* [EXCERPT]:

TD said its new unit will offer clients such services as offset advice for project acquisitions, access to carbon markets and capital raising for project developers and financial players. The advisory service will be part of the bank’s ESG Solutions Group, and is being headed up by Calgary-based managing director Andrew Hall.

The conservation project, meanwhile, will protect 1,500 square kilometres of boreal forest in Northern Ontario, making it the largest such protection and carbon-offset effort in Canada. The Boreal Wildlands Carbon Project in Hearst, Ont., is being developed by the Nature Conservancy of Canada.

As part of the agreement, TD will gain access to some of the carbon offsets generated from the project. Companies will be able to purchase those credits to offset carbon emissions they are unable to abate as Canada proceeds with trying to reach greenhouse gas reduction targets to meet its international commitments.

“Carbon advisory and the use of carbon credits as part of the path to net zero is not only important today, but I think will continue to grow in importance in the coming years,” Amy West, global head of ESG for TD Securities, said in an interview. “For TD, building out a carbon advisory business is crucial to helping our clients as well as our bank group get to net zero in a credible way and in a measured way in the near future.”

* [PROBLEM 1]: Decide whether each statement agrees with the excerpt about TD's carbon advisory unit, answering yes or no and quoting the words that settle it: (a) The Boreal Wildlands Carbon Project is being developed by TD. (b) A managing director based in Calgary heads the advisory service. (c) The forest to be protected lies in Southern Ontario.
* [PROBLEM 2]: Carry on the news excerpt about TD's carbon advisory unit from the point where it stops.

* [Source data]:
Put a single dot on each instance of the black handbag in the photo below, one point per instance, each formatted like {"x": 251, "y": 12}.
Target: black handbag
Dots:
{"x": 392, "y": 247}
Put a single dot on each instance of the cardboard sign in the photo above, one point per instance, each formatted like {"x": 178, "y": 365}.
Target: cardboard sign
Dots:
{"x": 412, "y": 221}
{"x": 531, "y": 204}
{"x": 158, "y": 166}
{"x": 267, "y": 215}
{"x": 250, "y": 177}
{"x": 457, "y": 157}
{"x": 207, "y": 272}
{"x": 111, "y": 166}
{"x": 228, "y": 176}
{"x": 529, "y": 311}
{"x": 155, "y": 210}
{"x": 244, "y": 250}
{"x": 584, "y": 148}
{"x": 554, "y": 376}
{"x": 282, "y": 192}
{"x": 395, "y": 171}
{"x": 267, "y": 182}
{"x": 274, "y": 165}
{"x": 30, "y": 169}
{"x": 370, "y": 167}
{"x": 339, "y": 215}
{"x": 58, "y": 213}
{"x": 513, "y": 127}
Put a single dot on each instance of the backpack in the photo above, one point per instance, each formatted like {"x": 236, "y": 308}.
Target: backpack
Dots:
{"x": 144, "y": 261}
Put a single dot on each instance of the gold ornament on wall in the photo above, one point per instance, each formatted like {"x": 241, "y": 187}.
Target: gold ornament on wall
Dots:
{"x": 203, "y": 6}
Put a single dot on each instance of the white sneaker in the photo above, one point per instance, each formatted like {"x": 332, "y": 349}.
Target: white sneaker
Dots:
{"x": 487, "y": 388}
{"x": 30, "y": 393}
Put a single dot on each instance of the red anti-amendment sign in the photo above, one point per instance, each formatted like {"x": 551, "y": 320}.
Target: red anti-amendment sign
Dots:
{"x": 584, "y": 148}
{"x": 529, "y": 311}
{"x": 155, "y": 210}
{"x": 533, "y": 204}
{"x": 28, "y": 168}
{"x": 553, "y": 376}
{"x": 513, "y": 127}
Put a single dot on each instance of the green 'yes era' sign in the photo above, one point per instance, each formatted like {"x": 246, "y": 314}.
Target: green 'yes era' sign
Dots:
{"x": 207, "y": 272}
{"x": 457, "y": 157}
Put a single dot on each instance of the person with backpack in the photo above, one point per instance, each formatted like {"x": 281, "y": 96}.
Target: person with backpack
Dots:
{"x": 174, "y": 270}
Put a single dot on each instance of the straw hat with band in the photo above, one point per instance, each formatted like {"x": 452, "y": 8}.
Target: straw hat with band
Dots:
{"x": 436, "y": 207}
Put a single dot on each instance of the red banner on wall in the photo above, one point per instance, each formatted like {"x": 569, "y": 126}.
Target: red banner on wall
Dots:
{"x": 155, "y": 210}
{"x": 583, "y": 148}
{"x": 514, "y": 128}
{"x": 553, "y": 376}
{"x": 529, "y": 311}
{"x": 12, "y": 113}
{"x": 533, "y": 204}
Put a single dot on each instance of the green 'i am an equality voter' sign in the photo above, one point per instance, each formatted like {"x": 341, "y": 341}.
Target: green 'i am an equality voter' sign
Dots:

* [TASK RESPONSE 1]:
(a) No: "is being developed by the Nature Conservancy of Canada."
(b) Yes: "is being headed up by Calgary-based managing director Andrew Hall."
(c) No: "boreal forest in Northern Ontario"

* [TASK RESPONSE 2]:
Like its major Canadian competitors, TD is a member of the UN-convened Net Zero Banking Alliance, which represents 40 per cent of global banking assets. The group, brought together last year by former Bank of Canada and Bank of England governor Mark Carney, has committed to aligning investment and lending portfolios with the Paris Agreement goal of net zero carbon emissions by 2050.

Other Canadian members have recently announced significant moves into carbon markets as they seek to assist clients in dealing with greenhouse gases and make good on pledges to reduce their own financed emissions – those that stem from lending activities.

Canadian Imperial Bank of Commerce has joined several global institutions, including National Bank of Australia, UBS and Standard Chartered, in launching a blockchain-based system to record and track carbon trades. The venture, called Carbonplace, will act as a transaction network for voluntary carbon markets. The initiative has been compared to the SWIFT payment system in international finance.

In July, Bank of Montreal bought Radicle Group, a Calgary-based carbon offset developer with 130 employees and 4,000 clients. Radicle also helps companies measure their emissions so they can target ways to reduce them and document their progress. BMO did not disclose the value of the deal, which is slated to close by year-end.

Mr. Hall, who was previously director of sustainable finance at TMX Group, did not rule out similar acquisitions for TD’s carbon business, pointing out that private equity players in the United States have also bought carbon project developers. But the bank’s current plan is to expand on its own.

Increasing numbers of the bank’s commercial clients in various industries are looking to reduce carbon emissions on the road to net zero, and offsets are often an early way to set strategies with carbon prices, he said.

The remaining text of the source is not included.